§ **EXERCISE DETAILS**
Write the records out again, keeping each line exactly as it is.

§ **DATA TO EXAMINE**
┌──

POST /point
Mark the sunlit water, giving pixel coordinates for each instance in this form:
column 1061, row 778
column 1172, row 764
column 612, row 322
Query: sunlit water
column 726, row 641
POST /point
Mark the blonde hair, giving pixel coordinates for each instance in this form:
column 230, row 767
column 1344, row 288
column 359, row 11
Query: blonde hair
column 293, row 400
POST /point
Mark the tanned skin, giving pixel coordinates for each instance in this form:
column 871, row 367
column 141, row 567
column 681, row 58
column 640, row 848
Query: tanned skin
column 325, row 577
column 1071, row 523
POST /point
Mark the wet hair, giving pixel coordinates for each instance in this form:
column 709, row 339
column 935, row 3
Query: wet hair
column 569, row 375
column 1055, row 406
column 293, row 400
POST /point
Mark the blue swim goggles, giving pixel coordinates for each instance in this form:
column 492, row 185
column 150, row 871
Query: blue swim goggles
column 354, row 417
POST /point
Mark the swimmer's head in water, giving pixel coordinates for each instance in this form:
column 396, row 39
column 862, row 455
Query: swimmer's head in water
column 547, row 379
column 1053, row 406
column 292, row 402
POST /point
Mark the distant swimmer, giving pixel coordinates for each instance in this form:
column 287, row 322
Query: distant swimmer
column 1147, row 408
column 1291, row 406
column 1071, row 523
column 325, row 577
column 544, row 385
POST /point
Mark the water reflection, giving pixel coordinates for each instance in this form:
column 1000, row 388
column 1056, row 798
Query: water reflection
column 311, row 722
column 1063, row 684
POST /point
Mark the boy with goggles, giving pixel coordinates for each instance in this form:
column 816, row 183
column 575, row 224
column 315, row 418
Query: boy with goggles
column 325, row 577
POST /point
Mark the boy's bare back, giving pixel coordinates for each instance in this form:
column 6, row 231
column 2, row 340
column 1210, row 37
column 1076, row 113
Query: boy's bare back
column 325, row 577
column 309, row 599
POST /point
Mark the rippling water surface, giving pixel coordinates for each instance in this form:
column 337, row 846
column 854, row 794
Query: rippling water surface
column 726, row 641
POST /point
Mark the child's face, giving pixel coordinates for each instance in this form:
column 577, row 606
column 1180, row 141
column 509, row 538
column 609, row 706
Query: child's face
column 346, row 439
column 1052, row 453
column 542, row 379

└──

§ **RESPONSE TO THE TASK**
POST /point
Mark the sunlit water, giving pixel coordinates for each instance in this form:
column 1061, row 778
column 1172, row 764
column 612, row 322
Query: sunlit water
column 726, row 641
POST /point
Mark the blonde hair, giving pixel coordinates for each instance in this form:
column 230, row 767
column 1344, row 288
column 359, row 11
Query: blonde hair
column 293, row 400
POST /point
Mark the tanned skin, giving pixel coordinates for each instance in this form:
column 871, row 367
column 141, row 567
column 681, row 58
column 640, row 848
Query: tanned skin
column 325, row 577
column 1071, row 523
POST /point
Mark the wet hair, giving pixel coordinates for each instance in this form:
column 709, row 339
column 935, row 3
Query: wet hair
column 569, row 375
column 1055, row 406
column 293, row 400
POST /point
Mark the blue swim goggles, giving pixel coordinates for each instance in this form:
column 492, row 185
column 150, row 871
Query: blue swim goggles
column 354, row 417
POST /point
Mark the swimmer's head in water, giving pixel coordinates for each instance in this form:
column 396, row 39
column 862, row 455
Query: swimmer's head in water
column 547, row 379
column 1053, row 406
column 292, row 402
POST /point
Mark the distant swimmer, giving pixel coordinates for each instance in this form:
column 287, row 322
Query: distant swimmer
column 1147, row 408
column 1291, row 406
column 1071, row 523
column 325, row 577
column 544, row 385
POST /point
Mark the water reflection, giving pixel coordinates for each instance in this form:
column 1000, row 388
column 1056, row 798
Query: water reflection
column 311, row 722
column 1063, row 684
POST /point
Mark the boy with goggles, giving pixel coordinates for each instance in this form:
column 816, row 183
column 575, row 224
column 315, row 418
Query: boy with goggles
column 325, row 577
POST /point
Mark the boy's bare back, giving pixel coordinates for each instance in this form:
column 6, row 231
column 2, row 340
column 1210, row 37
column 1076, row 113
Query: boy's bare back
column 325, row 577
column 309, row 599
POST /point
Mark the rippling water surface, giving pixel coordinates for each instance in this form:
column 337, row 846
column 854, row 794
Query: rippling water surface
column 726, row 641
POST /point
Mark the child's face, giving pixel coordinates for each instance in this form:
column 577, row 606
column 1180, row 141
column 509, row 538
column 609, row 706
Query: child's face
column 346, row 439
column 1052, row 453
column 542, row 379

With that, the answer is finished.